- Goal of the exercise:
Write the data below out again, exactly as each line reads.

---*---

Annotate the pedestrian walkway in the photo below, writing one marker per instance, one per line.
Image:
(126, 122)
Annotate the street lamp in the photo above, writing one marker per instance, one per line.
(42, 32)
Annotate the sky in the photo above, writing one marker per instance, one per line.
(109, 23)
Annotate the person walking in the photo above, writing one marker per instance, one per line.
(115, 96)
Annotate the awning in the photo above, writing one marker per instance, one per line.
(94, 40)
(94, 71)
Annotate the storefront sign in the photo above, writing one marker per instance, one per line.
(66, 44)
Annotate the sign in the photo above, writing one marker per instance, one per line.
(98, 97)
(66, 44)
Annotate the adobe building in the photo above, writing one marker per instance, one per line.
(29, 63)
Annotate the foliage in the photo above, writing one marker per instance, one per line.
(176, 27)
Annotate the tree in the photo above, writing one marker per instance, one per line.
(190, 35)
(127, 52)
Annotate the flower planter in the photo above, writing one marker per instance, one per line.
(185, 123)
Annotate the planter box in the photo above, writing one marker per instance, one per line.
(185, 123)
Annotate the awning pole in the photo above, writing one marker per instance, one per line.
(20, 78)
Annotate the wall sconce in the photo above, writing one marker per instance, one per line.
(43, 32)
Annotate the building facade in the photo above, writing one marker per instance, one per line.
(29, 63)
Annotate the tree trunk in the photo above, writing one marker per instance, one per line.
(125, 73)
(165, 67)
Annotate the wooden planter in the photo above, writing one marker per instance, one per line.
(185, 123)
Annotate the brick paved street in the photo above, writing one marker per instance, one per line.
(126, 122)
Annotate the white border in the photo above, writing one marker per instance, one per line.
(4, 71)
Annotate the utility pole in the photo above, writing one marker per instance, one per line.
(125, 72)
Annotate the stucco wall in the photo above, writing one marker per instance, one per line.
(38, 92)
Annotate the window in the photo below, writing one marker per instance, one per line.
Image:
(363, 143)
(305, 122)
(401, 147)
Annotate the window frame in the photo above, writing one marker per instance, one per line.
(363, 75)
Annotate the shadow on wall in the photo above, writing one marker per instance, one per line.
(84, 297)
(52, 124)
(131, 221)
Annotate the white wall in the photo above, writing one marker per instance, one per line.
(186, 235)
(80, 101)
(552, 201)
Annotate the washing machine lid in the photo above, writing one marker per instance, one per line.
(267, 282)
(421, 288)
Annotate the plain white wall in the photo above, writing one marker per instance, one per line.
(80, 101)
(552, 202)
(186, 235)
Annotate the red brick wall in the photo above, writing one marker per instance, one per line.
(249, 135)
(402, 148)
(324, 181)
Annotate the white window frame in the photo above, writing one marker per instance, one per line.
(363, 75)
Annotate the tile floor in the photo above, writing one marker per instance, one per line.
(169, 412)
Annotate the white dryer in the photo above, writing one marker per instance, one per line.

---*---

- Solution to this problem:
Annotate the pedestrian walkway in the photo below, writing one marker per instance, one per line.
Image:
(126, 122)
Annotate the street lamp in the photo above, writing one marker per instance, one per line.
(42, 32)
Annotate the sky in the photo above, writing one marker per instance, one per line.
(109, 23)
Annotate the person walking in the photo above, writing one marker per instance, one per line.
(115, 96)
Annotate the awning in the photo above, writing one marker per instance, one per line.
(94, 40)
(94, 71)
Annotate the storefront sign in the photo above, writing one marker per instance, one per line.
(66, 44)
Annotate the sign in the photo above, writing one marker per instance, one per line.
(98, 97)
(66, 44)
Annotate the adobe building in the photo above, writing one marker per instance, one per line.
(29, 63)
Annotate the foliage in the photo above, writing one marker per instance, one per line.
(176, 27)
Annotate the tree in the photo above, writing one marker per instance, one per line.
(190, 35)
(127, 52)
Annotate the flower planter in the photo above, writing one marker per instance, one per line.
(185, 123)
Annotate the planter box in the photo above, writing one marker per instance, one per line.
(185, 123)
Annotate the awning pole in the photo above, writing one marker per instance, one per line.
(20, 78)
Annotate the wall sconce in the photo above, writing one marker per instance, one per line.
(43, 32)
Annotate the building facade in the photo above, writing one marker per instance, one per line.
(29, 63)
Annotate the tree trunk in the photo above, writing one marker per instance, one per line.
(125, 73)
(165, 67)
Annotate the wooden planter in the photo above, writing one marker per instance, one per line.
(185, 123)
Annotate the brick paved street in the photo above, writing one marker per instance, one per line.
(126, 122)
Annotate the white border in the photo above, writing one marker per instance, one per line.
(4, 71)
Annotate the utility pole in the photo above, writing one marker per instance, one per line.
(125, 72)
Annotate the stucco wall in the photo above, writing one marker per instance, one per line.
(38, 92)
Annotate the window in the photo below, writing one marker per instance, one per line.
Image:
(363, 143)
(305, 122)
(401, 147)
Annotate the window frame in the photo above, writing one marker per instance, one per line.
(363, 75)
Annotate the shadow on wall in the photo above, writing one marker per instance, one per line.
(84, 297)
(52, 124)
(131, 221)
Annotate the white wall in the photo above, writing one marker per instance, one per line.
(186, 235)
(80, 101)
(552, 201)
Annotate the washing machine lid in the photo above, writing one marker per instance, one per line.
(267, 282)
(421, 288)
Annotate the plain white wall in the photo above, writing one marker per instance, one per line.
(80, 101)
(552, 202)
(186, 235)
Annotate the red brick wall in the photo above, writing one marker per instance, one per line.
(249, 135)
(402, 148)
(324, 181)
Annotate the white window frame in the photo above, writing one marker per instance, one per line.
(363, 75)
Annotate the tile floor in the photo above, writing one marker per instance, one per line.
(169, 412)
Annotate the white dryer in the photo above, writing one marker per instance, one per line.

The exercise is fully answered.